November 26, 2018
A new ruling from a California Court of Appeal calls into question the common wisdom in California that, while non-competes are generally barred, reasonable employee non-solicitation provisions are enforceable.
Earlier this month, in AMN Healthcare, Inc. v. Aya Healthcare Servs., Inc., a California Court of Appeal ruled that an employer could not enforce its employee non-solicit against former company recruiters, after finding that the clause would keep the recruiters from performing their jobs in violation of California Business and Professions Code §16600. For the last 30 years, employers have cited Loral Corp. v. Moyes (1985) 174 Cal. App. 3d 268, 279-80, in support of their employee non-solicits under California law—but in AMN Healthcare, the Court of Appeal expressed doubt regarding Loral‘s continued viability. The AMN Healthcare Court stopped short of overruling Loral, and instead expressly distinguished it, providing employers with the ability to argue that Loral may still remain good law. Nonetheless, going forward, employers should carefully consider whether to include employee non-solicits in their employment contracts with California employees.
Under California law, all employees owe their employer a fiduciary duty of loyalty during their employment. Once the employment relationship ends, however, such duties end automatically and only legally enforceable, contractually-negotiated duties remain. As a result, employers have historically sought to exercise some measure of control over the mobility of former employees by employing three types of post-employment restrictive covenants: (1) non-competes (i.e., clauses preventing former employees from working in the same field or in the same geographic region in which the former employer operates); (2) customer non-solicits (i.e., clauses preventing former employees from soliciting their former employer’s customers for their own business purposes); and (3) employee non-solicits (i.e., clauses preventing former employees from soliciting their former employer’s current employees for employment opportunities elsewhere).

Dataset extract:

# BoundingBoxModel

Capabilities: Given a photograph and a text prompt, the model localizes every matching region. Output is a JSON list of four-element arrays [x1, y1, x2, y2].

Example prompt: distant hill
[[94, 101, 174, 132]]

Direction: Pick up the article on California employee non-solicitation provisions where it stops, carrying it forward from its last sentence. The material has nothing to do with what is asked here.

Reply:
Subject only to three narrow statutory exceptions, California courts have long held that both non-competes and customer non-solicits are void and unenforceable as against public policy under California Business and Professions Code §16600, which provides “every contract by which anyone is restrained from engaging in a lawful profession, trade, or business of any kind is to that extent void.” Likewise, broad “no-hire” covenants entered into between two business entities (i.e., contractual arrangements between a vendor and a client, etc., to the effect that neither entity will hire individuals employed by the other entity) have also been found to be unenforceable, on similar grounds. In contrast, however, narrowly drawn employee non-solicits have historically been viewed as enforceable, ever since Loral Corp. v. Moyes (1985) 174 Cal. App. 3d 268, where a California Court of Appeal concluded that employee non-solicits only “slightly” affect employment opportunities, and thus do not constitute unreasonable restraints on trade that run afoul of Section 16600. For more than 30 years now, employers have cited Loral as the touchstone decision in support of the proposition that reasonable employee non-solicits remain enforceable.
Indeed, despite several potential challenges under Section 16600 over the years, Loral and the employee non-solicit have survived. For example, in Edwards v. Arthur Andersen LLP (2008) 44 Cal. 4th 937, the Supreme Court stated that Section 16600 establishes a bright-line “per se” rule, which invalidates any post-employment covenant that has the practical effect of restraining a former employee’s ability to work in his or her chosen profession (subject only to the narrow statutory carve-outs noted above). And yet, despite its bright line rule, the Supreme Court did not overrule Loral—in fact, the Edwards decision actually cites Loral approvingly (albeit for an unrelated legal proposition). Likewise, one post-Edwards Court of Appeal decision (Fillpoint, LLC v. Maas (2012) 208 Cal. App. 4th 1170) reveals similar tension with Loral‘s reasoning, specifically by striking down a customer non-solicit—but Fillpoint did not directly address Loral or even the employee non-solicit found in the Fillpoint contract. Up until AMN Healthcare, no further appellate decisions have addressed the continuing viability of Loral; as a result, parties have continued to cite Loral as support for the enforceability of employee non-solicits.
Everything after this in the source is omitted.